▸ Reading text
»»

If we assign individual 1 the 7 individual unordered
genotypes from the 7-locus multilocus genotype (by editing the pedigree file),
then the computational time for the LOD score analysis is reduced from 44 hours
to 25 seconds—a speedup by a factor of 6336,
which correlates with the reduction of the number of unordered 7-locus
genotype combinations from 7500 to 1 (7500 = 5*5*5*5*3*2*2 which can be seen by
running PROFILER with window and slice equal to 1).
Comparing the exact and approximate LOD scores at 30 positions gave a mean
absolute error of 0.000010 with a standard deviation of 0.000015, and a maximum
absolute error of 0.00004. The very
small standard deviation implies that the approximation was uniformly good
across the framework map. Moreover, the errors in the LOD score which includes
both trait and genotype data correlated well with the error incurred excluding
0.02% of the likelihood space. Note that because we entered genotypes in the
pedigree file and not haplotypes we actually summed over 16 7-locus genotypes (four heterozygous,
three homozygous genotypes have 16 possible a priori phases) not just
the two most likely, so that we were just a tad bit wasteful.
Conclusion: assigning individual 1 these genotypes eliminated 559,856 7-locus
genotype combinations that bogged down the calculation for 44 hours while adding
essentially zero information. In fact, considering that the LOD scores are
generally reported with a precision of one or two decimal places, this
approximation can be considered “exact”.
Of course, the most pertinent question is whether we can deduce that
individual 1 has these inferred molecular haplotypes without computing the full
probability distribution since spending 204 days to reduce a 44 hour computation
to 25 seconds has no value. We now work backwards and start with the amount of
information in the single-locus distributions, which ignores intermarker
correlation. The PROFILER probability distribution of the ordered genotypes for
each of the 7 loci, M1 through M7, for individual 1 using the marker as both the
window and the slice is here. Notice that the best unordered genotype at 5 of
the 7 loci has probability greater than 0.9 and the smallest probability is 0.75
at marker M5. Thus, even omitting the information from flanking loci these
distributions are concentrated on the same single unordered genotypes that
comprise the two 7-locus haplotypes. Table 1 represents the results of
increasing the window size from 1 to 6 with regard to computational time and the
smallest of the best unordered n-locus genotype probabilities from
each sliding window. The most likely haplotypes from different windows agreed on
their overlap with the results from the full distribution. In fact, we can
extract even more information by considering individual 1 and his brother
individual 25 jointly to discover that they actually share (to 0.9998
probability) the same two haplotypes identical by descent.
Exercises
Run PROFILER using the data file datain.txt and pedigree file pedin.txt from the above example. The pedigree file has a -1 in the proband column for individual 1.
profiler -1 f -d datain.txt -p pedin.txt-w 1 -s 1 -D i Generates the probability profile for each individual in the pedigree. Increase the slice and window sizes and examine how the output changes. Add the option -J H to view the output in haplotype form.
Edit the pedigree file and add a -1 only in the proband column of individual 5 who has no offspring, but a genotyped father and four genotyped siblings; the pedigree file is pedin5.txt. Now run profiler -1 f -d datain.txt -p pedin5.txt -w 4 -s 4 -D U -J H. What can you conclude from the probability distribution? What inference would you make about the 7-point results. If you have a fast machine try increasing the slice and window one marker at a time. 5 markers takes about 15 minutes.
Additional Exercises
1. Does individual 4, the spouse of individual 1, also have a probabilistically inferred molecular haplotype? Try window and slice sizes of 3.
2. Generate the joint probability distribution for individuals 1 and 25 by setting their proband values to -1 as mentioned above.
Executables
Currently only executables for Solaris and Linux are available. These executables are compressed.
Further Analysis
This pedigree will also be used as an example in our computational repository to compare the performance of current likelihood algorithms.

««

▸ Exercise instructions
1: Reproduce everything in the PROFILER passage from "profiler -1 f -d datain.txt -p pedin.txt-w" down to "about 15 minutes.".
2: Answer these questions using the PROFILER passage:
(a) By what factor did assigning individual 1 the genotypes speed up the LOD score analysis?
(b) At which marker is the smallest best-genotype probability found, and what is that probability?
(c) For which operating systems are executables currently available?

▸ Excerpted data

»»

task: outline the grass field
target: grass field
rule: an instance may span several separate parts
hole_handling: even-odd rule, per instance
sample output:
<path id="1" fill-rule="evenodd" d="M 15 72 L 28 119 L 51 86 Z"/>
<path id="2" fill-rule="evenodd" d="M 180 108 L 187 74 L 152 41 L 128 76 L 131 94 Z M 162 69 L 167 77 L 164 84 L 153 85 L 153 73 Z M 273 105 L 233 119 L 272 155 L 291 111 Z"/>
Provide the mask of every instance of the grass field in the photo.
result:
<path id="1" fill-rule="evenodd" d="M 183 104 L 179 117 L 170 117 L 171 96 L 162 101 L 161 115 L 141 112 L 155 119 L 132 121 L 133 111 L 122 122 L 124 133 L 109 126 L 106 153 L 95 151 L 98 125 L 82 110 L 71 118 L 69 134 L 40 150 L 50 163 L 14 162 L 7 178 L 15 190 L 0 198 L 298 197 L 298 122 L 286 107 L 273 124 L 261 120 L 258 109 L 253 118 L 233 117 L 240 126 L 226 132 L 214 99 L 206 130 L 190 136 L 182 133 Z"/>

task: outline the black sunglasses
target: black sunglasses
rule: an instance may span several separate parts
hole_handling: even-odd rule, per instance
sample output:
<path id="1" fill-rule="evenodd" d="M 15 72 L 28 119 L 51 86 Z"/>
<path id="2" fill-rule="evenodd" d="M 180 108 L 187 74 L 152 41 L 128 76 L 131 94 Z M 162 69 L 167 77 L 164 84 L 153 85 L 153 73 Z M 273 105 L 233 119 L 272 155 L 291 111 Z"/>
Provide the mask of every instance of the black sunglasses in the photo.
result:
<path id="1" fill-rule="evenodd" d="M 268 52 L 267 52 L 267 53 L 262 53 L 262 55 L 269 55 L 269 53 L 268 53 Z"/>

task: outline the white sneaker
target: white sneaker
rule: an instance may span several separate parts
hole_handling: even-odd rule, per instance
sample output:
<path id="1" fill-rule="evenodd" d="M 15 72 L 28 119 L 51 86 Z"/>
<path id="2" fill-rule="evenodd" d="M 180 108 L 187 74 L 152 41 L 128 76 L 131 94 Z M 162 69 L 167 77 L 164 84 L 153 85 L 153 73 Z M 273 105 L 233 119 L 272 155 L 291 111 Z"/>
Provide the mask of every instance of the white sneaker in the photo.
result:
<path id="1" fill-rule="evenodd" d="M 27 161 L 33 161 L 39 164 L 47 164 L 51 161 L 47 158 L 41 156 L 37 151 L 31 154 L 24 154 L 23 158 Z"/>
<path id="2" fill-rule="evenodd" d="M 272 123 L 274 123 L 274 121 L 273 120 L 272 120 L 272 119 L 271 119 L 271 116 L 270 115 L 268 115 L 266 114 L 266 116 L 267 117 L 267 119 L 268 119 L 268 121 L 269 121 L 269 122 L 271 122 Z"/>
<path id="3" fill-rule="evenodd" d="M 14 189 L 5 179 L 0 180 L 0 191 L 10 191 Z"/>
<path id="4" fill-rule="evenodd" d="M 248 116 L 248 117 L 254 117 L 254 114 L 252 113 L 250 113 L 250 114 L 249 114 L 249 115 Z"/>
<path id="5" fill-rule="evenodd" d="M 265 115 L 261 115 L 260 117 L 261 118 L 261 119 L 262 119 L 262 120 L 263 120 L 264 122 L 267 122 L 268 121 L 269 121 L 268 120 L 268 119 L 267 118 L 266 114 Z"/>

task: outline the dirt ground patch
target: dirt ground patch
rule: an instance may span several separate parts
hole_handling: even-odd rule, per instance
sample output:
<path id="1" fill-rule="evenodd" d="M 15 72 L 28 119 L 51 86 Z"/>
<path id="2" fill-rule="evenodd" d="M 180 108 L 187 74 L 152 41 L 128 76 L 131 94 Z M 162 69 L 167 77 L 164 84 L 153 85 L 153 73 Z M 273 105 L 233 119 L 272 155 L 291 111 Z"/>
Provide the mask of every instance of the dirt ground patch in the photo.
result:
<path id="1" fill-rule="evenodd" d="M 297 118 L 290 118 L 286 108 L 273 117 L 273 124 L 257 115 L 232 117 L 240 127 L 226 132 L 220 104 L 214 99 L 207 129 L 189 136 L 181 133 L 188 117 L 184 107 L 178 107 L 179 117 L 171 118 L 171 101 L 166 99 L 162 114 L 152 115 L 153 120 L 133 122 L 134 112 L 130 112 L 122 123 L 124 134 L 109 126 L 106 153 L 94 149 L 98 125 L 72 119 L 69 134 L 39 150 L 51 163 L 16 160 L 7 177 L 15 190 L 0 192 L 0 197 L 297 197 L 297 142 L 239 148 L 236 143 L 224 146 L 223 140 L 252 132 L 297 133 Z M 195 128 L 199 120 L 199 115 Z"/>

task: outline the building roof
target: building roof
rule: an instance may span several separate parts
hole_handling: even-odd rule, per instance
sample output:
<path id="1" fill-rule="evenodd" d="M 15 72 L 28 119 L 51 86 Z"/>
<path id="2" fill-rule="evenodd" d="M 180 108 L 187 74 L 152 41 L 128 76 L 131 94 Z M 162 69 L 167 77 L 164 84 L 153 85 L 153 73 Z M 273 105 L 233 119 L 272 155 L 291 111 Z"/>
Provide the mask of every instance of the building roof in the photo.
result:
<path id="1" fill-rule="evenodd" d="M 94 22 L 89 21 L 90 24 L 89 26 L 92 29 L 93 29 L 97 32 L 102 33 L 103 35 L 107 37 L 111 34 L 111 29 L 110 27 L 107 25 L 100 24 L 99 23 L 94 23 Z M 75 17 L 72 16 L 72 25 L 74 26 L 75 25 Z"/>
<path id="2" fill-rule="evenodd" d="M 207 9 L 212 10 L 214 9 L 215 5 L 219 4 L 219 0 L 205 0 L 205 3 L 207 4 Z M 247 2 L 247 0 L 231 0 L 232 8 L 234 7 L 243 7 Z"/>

««

▸ Task results
1:
profiler -1 f -d datain.txt -p pedin.txt-w 1 -s 1 -D i Generates the probability profile for each individual in the pedigree. Increase the slice and window sizes and examine how the output changes. Add the option -J H to view the output in haplotype form.
Edit the pedigree file and add a -1 only in the proband column of individual 5 who has no offspring, but a genotyped father and four genotyped siblings; the pedigree file is pedin5.txt. Now run profiler -1 f -d datain.txt -p pedin5.txt -w 4 -s 4 -D U -J H. What can you conclude from the probability distribution? What inference would you make about the 7-point results. If you have a fast machine try increasing the slice and window one marker at a time. 5 markers takes about 15 minutes.

2:
(a) By a factor of 6336.
(b) Marker M5, with a probability of 0.75.
(c) Solaris and Linux.